:: Work to be completed ::
Copy exactly, and only, the lines from the line containing "Task: Indicate the yellow flower with" through the last line of the records below, both included, and leave out any pictures.

Supplied material start

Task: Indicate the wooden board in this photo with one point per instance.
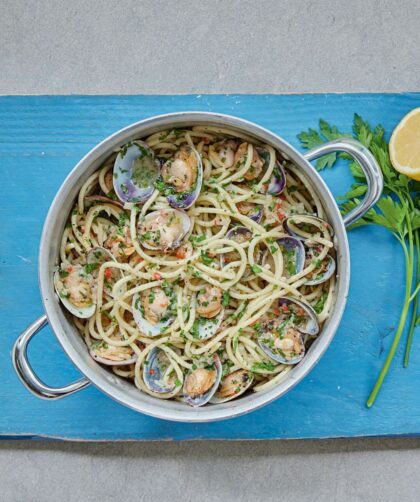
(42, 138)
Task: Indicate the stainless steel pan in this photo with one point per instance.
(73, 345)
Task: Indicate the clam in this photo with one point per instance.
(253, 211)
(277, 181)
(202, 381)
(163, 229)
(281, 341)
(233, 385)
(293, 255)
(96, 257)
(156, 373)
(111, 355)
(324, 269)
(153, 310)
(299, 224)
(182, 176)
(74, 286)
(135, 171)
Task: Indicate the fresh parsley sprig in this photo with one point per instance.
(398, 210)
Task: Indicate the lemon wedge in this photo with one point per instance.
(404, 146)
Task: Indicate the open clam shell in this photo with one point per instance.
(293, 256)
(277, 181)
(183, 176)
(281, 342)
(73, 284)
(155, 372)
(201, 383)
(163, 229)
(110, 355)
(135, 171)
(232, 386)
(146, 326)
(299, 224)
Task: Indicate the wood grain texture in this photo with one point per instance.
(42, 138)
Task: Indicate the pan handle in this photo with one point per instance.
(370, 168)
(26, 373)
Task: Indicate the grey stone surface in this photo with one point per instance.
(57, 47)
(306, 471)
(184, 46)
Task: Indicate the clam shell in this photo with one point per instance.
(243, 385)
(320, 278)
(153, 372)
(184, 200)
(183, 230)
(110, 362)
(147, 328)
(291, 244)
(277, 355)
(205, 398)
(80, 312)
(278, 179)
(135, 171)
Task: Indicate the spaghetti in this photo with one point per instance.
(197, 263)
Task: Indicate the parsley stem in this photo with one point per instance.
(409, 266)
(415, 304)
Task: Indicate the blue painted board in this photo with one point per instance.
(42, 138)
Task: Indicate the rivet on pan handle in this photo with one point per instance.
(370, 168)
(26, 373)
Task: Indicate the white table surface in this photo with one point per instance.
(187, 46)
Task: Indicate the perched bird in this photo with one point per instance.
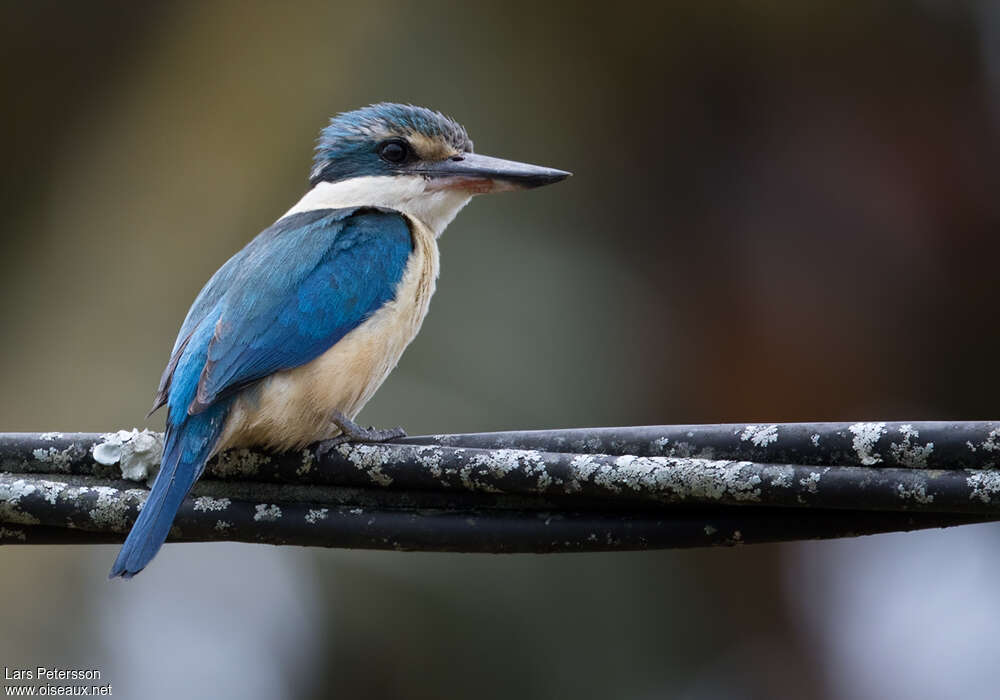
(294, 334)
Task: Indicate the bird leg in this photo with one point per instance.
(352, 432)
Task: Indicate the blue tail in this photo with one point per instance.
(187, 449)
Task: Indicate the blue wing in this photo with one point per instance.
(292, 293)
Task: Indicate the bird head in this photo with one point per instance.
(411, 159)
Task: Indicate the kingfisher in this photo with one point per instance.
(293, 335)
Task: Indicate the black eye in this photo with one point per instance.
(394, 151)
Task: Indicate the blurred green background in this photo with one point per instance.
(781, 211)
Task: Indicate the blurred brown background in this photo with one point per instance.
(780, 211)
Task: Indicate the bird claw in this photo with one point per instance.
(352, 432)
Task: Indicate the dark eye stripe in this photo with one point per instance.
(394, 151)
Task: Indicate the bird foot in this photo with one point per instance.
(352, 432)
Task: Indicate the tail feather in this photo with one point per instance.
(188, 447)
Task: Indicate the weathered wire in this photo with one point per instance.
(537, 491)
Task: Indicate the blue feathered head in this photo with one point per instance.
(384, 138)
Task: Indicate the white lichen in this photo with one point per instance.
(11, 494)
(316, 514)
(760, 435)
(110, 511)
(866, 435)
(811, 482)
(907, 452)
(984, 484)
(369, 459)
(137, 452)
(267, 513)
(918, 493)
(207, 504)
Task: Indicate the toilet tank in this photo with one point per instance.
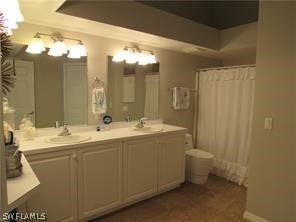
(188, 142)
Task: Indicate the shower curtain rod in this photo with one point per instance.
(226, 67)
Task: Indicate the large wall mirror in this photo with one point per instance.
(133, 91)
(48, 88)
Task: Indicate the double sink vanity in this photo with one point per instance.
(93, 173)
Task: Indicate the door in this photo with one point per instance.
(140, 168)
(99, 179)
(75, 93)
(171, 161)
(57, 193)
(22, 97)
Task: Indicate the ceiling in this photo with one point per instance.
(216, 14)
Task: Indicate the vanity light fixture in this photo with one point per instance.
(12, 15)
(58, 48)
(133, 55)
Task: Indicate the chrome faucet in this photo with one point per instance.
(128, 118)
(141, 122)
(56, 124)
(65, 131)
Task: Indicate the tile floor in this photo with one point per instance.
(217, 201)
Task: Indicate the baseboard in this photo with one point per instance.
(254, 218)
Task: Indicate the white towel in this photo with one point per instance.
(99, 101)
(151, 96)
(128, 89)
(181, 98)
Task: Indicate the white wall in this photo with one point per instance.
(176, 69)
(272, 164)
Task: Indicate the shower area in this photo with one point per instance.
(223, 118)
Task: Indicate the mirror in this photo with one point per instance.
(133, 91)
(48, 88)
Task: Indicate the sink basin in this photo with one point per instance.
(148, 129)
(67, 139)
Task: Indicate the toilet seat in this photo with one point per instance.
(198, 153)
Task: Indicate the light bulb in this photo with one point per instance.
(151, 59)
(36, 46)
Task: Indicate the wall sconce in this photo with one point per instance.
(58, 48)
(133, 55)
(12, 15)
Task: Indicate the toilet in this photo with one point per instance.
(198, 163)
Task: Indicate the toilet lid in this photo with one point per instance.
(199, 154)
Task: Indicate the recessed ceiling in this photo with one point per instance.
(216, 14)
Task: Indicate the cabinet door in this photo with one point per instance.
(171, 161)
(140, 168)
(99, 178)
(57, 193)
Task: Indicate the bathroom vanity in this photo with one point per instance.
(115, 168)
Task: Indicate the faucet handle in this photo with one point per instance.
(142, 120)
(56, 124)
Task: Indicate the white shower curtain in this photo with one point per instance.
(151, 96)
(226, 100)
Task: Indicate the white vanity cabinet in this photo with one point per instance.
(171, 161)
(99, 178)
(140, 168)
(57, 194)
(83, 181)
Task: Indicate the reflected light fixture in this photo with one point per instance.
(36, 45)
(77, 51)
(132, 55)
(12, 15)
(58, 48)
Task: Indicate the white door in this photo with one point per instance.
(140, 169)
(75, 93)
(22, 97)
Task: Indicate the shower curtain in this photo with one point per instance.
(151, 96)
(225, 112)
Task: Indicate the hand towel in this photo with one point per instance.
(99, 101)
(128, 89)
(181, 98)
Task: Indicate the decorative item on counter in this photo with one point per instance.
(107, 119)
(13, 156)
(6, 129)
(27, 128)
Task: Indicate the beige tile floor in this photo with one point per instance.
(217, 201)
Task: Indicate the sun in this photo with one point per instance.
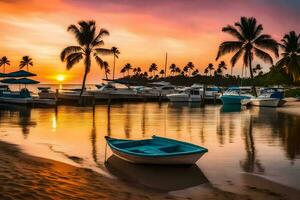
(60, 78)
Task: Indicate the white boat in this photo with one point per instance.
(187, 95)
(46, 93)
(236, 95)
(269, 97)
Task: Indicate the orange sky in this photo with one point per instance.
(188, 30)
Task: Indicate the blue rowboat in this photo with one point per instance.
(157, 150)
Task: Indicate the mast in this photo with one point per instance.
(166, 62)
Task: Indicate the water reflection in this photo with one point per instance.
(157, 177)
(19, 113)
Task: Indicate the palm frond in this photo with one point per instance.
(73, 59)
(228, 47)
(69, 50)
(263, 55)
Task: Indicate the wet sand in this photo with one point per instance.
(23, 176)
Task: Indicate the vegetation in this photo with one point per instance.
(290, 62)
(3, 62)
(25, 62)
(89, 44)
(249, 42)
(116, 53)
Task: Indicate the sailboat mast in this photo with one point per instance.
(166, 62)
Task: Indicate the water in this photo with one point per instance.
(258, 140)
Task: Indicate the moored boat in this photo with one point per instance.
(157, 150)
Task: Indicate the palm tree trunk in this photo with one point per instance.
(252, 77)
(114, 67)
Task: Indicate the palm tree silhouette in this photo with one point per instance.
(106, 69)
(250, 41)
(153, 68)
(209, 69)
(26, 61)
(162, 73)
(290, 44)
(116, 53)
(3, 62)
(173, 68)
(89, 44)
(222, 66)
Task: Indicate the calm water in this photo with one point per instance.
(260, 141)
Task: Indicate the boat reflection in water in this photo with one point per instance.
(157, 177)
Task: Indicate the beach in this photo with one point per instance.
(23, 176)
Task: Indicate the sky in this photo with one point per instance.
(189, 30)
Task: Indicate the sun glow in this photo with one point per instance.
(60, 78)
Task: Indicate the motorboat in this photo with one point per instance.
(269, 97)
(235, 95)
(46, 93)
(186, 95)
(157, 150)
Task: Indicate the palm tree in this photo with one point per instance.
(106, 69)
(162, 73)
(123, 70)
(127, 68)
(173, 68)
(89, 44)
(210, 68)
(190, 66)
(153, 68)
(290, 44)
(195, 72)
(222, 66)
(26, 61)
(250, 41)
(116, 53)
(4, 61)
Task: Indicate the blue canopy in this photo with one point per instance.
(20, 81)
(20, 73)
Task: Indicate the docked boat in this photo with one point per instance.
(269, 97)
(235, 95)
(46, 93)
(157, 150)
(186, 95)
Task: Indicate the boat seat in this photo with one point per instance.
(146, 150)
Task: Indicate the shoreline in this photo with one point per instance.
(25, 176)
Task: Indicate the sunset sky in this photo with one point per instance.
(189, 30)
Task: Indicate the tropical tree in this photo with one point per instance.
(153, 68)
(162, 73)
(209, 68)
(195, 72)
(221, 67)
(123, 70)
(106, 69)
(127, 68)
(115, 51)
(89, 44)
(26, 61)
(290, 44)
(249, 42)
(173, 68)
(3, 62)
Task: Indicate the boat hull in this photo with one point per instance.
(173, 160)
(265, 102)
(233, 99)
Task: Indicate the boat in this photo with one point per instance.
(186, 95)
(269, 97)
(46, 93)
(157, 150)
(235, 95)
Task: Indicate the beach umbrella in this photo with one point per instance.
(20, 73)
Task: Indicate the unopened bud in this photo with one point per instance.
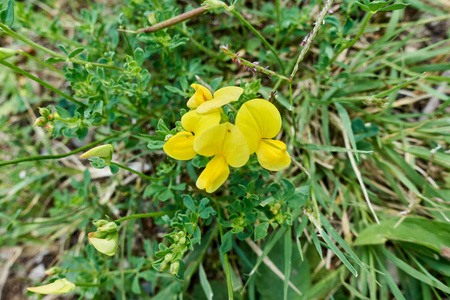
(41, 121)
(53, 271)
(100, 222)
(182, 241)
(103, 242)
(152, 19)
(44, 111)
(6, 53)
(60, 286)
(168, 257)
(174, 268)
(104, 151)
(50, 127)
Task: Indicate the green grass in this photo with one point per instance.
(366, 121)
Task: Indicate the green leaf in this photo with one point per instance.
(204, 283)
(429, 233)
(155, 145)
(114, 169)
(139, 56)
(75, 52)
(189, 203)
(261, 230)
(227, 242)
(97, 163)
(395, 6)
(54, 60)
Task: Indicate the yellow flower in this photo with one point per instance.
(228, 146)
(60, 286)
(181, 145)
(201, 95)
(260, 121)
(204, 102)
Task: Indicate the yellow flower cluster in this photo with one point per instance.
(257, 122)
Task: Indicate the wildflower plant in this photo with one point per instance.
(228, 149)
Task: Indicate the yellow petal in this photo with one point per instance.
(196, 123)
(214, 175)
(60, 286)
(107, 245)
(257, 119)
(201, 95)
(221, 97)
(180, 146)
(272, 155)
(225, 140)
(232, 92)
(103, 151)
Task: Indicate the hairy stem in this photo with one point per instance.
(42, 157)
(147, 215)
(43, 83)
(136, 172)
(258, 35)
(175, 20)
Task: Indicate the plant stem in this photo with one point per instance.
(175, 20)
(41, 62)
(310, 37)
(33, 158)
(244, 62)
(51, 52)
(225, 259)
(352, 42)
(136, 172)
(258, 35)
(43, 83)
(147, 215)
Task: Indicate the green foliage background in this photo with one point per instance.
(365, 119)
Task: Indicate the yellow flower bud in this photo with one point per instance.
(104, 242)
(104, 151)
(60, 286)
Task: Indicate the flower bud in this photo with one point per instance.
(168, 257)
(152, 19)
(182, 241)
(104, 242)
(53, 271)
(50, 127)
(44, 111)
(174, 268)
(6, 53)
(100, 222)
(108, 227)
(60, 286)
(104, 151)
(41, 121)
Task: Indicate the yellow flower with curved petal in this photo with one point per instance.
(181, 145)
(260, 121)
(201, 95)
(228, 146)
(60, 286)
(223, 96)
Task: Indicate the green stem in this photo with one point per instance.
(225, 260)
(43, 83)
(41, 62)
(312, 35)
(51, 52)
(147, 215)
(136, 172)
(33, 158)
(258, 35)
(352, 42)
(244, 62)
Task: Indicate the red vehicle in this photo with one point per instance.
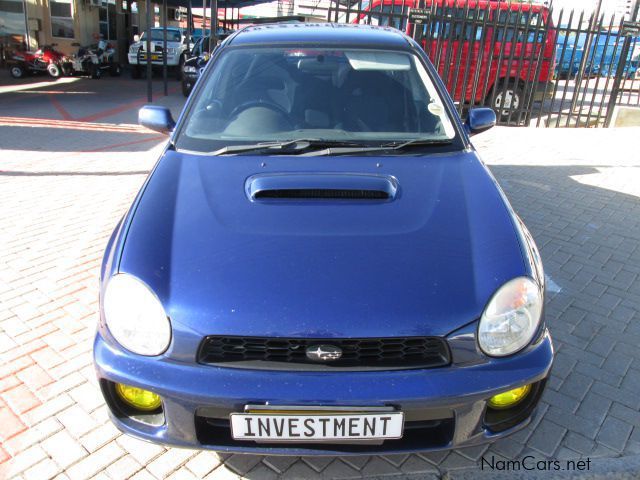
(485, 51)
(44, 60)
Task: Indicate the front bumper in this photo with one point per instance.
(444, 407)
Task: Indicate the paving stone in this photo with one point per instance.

Supplied material end

:: Answer below ::
Task: Indicate the yellow flower with curved petal in this photo with one point per instance.
(181, 145)
(260, 121)
(201, 95)
(228, 146)
(60, 286)
(223, 96)
Task: Indicate the green stem in this photo with one point per instance.
(225, 260)
(43, 83)
(41, 62)
(312, 35)
(51, 52)
(147, 215)
(136, 172)
(33, 158)
(258, 35)
(352, 42)
(244, 62)
Task: Indicate the red vehicle in this photo with one point per instance.
(485, 51)
(44, 60)
Task: Indicate the front bumper in this photo with one point per instance.
(444, 407)
Task: Indicate the paving stone in this photo with one point per instance.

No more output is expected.